> **WHAT TO DO**
**a)** Reproduce the stretch of the article on transtasman relations from "But when it" through "a single economic market.".
**b)** Please continue the article on transtasman relations, picking up after its last sentence.

> **SOURCE PASSAGE**
>>>
Why does a Muldoon-era Cabinet minister still display a much bolder ambition for the New Zealand-Australia relationship than a pair of Kiwi-Aussie Prime Ministers nearly half his age?
John Key and Julia Gillard cut the mustard on the political popularity front. But when "Julia met John" neither showed any real appetite to chart a swift course towards nailing a true Australasian common market.
It took 82-year old Hugh Templeton - whom Gillard invested with the Order of Australia at the Australian High Commission - to inject a good dose of reality into the two-day transtasman lovefest by pointing out little of real substance had happened since the closer economic relations deal he helped originate was signed more than a quarter of a century ago.
Hugh Templeton is of sufficient age and stage to make his points kindly. But there was no doubting his passion to see the job done when he exhorted today's leaders to address the three outstanding CER (Cs) - a customs union, common market and common currency.
But when it comes to bold transformative actions neither Prime Minister displayed the mettle that lead the founders of CER, like Templeton, to persuade their colleagues and countrymen to make courageous moves.
CER led to the removal of tariffs, export incentives and import restrictions between our two countries, making transtasman trade easier.
There were inevitably winners and losers, but it ensured the viability of our small nation at a desperate time when Britain had given us the flick - "Sorry chaps, you're no longer our farm. We're joining the European common market".
The official blurb noted that CER had been a sound foundation for subsequent joint ventures such as the transtasman mutual recognition arrangement and the work towards a single economic market.
But the reality is, while former Labour Finance Minister Michael Cullen and Australian Treasurer Peter Costello kicked this process off in 2003, progress has been piece-meal and inordinately slow. There is no single economic market.
Nor is there even a date for concluding the process, let alone what the ultimate shape of our Australasian market will be.
<<<
> **RECORD EXTRACTS**
>>>
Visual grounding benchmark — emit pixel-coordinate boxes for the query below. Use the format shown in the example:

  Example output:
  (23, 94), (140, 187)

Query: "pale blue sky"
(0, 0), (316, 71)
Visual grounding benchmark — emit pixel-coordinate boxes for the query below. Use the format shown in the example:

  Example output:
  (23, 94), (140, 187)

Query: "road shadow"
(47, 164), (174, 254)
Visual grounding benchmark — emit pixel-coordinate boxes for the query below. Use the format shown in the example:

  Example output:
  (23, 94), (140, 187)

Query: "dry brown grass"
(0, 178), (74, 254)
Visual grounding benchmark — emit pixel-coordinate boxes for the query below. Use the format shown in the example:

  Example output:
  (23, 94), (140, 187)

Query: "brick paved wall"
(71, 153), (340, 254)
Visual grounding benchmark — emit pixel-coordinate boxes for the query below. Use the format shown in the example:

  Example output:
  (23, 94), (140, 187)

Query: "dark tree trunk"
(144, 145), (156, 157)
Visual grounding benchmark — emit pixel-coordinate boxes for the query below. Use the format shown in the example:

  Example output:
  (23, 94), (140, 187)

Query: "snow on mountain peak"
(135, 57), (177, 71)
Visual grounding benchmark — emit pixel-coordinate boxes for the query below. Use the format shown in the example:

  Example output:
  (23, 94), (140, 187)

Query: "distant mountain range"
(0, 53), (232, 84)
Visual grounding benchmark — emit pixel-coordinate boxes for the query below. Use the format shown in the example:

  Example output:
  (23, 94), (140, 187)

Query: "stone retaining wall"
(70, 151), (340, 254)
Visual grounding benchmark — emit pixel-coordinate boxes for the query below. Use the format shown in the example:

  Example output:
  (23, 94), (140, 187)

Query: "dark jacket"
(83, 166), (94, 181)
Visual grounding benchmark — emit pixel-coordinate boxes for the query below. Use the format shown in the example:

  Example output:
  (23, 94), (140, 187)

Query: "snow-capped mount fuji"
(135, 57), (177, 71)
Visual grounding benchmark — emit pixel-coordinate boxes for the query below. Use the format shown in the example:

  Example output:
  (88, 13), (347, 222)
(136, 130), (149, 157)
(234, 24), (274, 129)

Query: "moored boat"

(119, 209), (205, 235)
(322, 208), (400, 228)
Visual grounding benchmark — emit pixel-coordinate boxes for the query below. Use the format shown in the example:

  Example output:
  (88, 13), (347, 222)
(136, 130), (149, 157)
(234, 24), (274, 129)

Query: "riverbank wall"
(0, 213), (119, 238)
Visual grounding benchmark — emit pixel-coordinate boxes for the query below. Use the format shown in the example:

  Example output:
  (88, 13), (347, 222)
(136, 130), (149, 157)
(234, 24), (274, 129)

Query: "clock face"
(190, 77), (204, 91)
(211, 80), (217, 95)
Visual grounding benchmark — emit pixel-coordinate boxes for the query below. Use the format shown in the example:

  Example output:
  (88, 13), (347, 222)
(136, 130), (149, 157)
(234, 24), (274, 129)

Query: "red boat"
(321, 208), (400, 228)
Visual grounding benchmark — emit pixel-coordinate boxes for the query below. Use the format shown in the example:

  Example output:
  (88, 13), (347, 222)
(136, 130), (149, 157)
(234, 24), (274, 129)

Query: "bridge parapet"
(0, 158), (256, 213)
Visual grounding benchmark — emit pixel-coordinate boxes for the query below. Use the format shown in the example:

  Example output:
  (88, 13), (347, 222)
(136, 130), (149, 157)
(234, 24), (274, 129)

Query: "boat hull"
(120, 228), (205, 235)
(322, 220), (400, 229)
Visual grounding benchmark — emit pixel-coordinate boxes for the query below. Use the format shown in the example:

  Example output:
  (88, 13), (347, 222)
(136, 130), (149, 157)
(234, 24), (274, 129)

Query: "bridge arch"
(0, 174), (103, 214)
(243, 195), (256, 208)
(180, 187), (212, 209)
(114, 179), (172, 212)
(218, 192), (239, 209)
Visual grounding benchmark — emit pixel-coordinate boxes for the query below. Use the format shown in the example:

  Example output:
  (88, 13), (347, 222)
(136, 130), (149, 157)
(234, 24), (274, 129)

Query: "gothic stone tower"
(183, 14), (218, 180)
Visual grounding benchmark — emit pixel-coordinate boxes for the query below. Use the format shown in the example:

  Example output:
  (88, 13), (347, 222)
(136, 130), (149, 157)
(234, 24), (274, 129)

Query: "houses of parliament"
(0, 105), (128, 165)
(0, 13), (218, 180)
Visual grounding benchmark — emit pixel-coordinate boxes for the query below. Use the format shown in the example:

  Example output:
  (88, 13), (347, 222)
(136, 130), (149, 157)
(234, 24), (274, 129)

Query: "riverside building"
<<<
> **EXERCISE RESULTS**
**a)**
But when it comes to bold transformative actions neither Prime Minister displayed the mettle that lead the founders of CER, like Templeton, to persuade their colleagues and countrymen to make courageous moves.
CER led to the removal of tariffs, export incentives and import restrictions between our two countries, making transtasman trade easier.
There were inevitably winners and losers, but it ensured the viability of our small nation at a desperate time when Britain had given us the flick - "Sorry chaps, you're no longer our farm. We're joining the European common market".
The official blurb noted that CER had been a sound foundation for subsequent joint ventures such as the transtasman mutual recognition arrangement and the work towards a single economic market.

**b)**
Before Gillard's visit I wrote: "Tempting as it may be for her to focus on the usual (easy) transtasman cliches - the big brother/little brother friendly rivalry, our shared Anzac tradition where we have "spilt blood" together on foreign battlefields and each other's blood when it comes to rugby - we should expect her to deliver much more than conventional bromides."
It was inevitable that at a time when another New Zealand soldier had just lost his life in Afghanistan our shared martial experiences would come to the fore.
Yet it would be churlish to ignore the aspirational rhetoric in Gillard's two set-pieces. She openly displayed a more robust and muscular vision for Australasia than Key, or, for that matter, her fraternal but increasingly insular colleague Phil Goff.
The realities of globalisation and free markets must be embraced, not repudiated. The United States is valuable as a friend and ally to these two Western "island" nations based alongside the burgeoning Asian markets and the necessity for ongoing structural reforms - these were just some of the realities that Gillard spoke to.
Her two speeches were a delight in stark contrast to our leaders' practice of wrapping their countrymen in political cotton wool.
But by itself this is not sufficient. The steady drain of our talent to Australia in search of greater opportunities and higher wages coupled with the remorseless transformation of New Zealand into a branch economy has a price.
It is high time we exacted that price by requiring the two Prime Ministers and their Cabinets to set a new agenda which puts some more value back here.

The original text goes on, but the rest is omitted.